(Natural-language object grounding data)
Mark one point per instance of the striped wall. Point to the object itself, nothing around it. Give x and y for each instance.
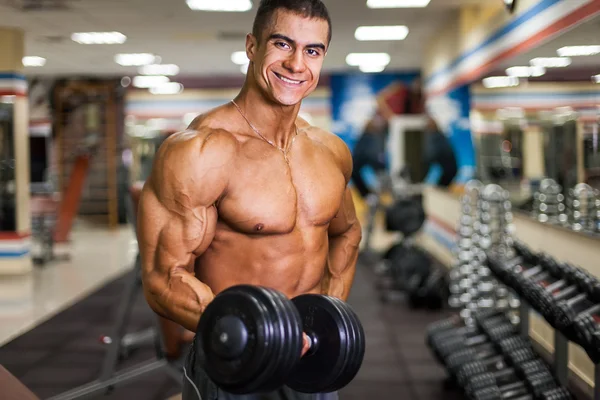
(543, 20)
(142, 105)
(538, 96)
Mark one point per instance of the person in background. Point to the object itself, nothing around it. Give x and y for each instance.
(369, 151)
(438, 151)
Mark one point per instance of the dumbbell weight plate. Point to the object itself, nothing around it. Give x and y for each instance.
(322, 368)
(292, 347)
(357, 350)
(556, 394)
(238, 338)
(586, 327)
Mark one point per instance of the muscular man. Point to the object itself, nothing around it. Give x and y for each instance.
(250, 193)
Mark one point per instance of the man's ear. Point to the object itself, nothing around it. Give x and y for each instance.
(251, 46)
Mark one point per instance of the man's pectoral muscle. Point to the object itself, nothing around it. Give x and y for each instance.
(344, 240)
(177, 222)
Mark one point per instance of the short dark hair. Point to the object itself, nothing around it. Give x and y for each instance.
(306, 8)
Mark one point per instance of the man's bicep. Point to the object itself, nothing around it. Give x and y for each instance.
(345, 218)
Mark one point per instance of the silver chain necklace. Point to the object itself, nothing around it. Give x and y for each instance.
(283, 151)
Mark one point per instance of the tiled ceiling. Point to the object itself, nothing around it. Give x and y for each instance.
(199, 42)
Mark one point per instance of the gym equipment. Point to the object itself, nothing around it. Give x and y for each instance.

WHAT YOU HAVE TO DO: Each line from the one containing "Mark one point per instance of the person" to the final line above should be written out exactly; please omit the others.

RESPONSE FOR THIS EXERCISE:
Mark one point per instance of the person in background. Point to the object itself, nothing around it. Give x and y for each instance.
(369, 151)
(438, 151)
Mark one point per instance of the dumbbell weight plate. Point to the object itself, nothing around it. Give x and y for each instance.
(322, 368)
(292, 347)
(357, 350)
(556, 394)
(238, 338)
(586, 327)
Mark one point per instance of the muscular man. Point to the object itself, nothing around it. Give x and y for each instance.
(250, 193)
Mark one point per instance of the man's ear. Point to the object itself, nothing around it. Give x and y for each instance.
(251, 46)
Mark one point per instance of the man's pectoral muscle. Point to the object itself, nothing around it. Give x and y for each instance.
(344, 240)
(177, 222)
Mark one point per instance of the short dark hair. Point to the object itself, nothing around it. Give x and y for each instance.
(306, 8)
Mark one point per instance of the man's bicep. Point to the object itself, nothing around it. Give x and y for each instance.
(345, 218)
Mark one point per instance of the silver chain necklace. Point to the object itself, nothing around it. Give x and y for each instance.
(283, 151)
Mark one point per instance of the tiled ceiling. Point to the object itself, nothing around it. Give x and y for each instance.
(199, 42)
Mark one point per instance of the gym equipment. Point to the object itself, nothing around it. Give x and y for each instance.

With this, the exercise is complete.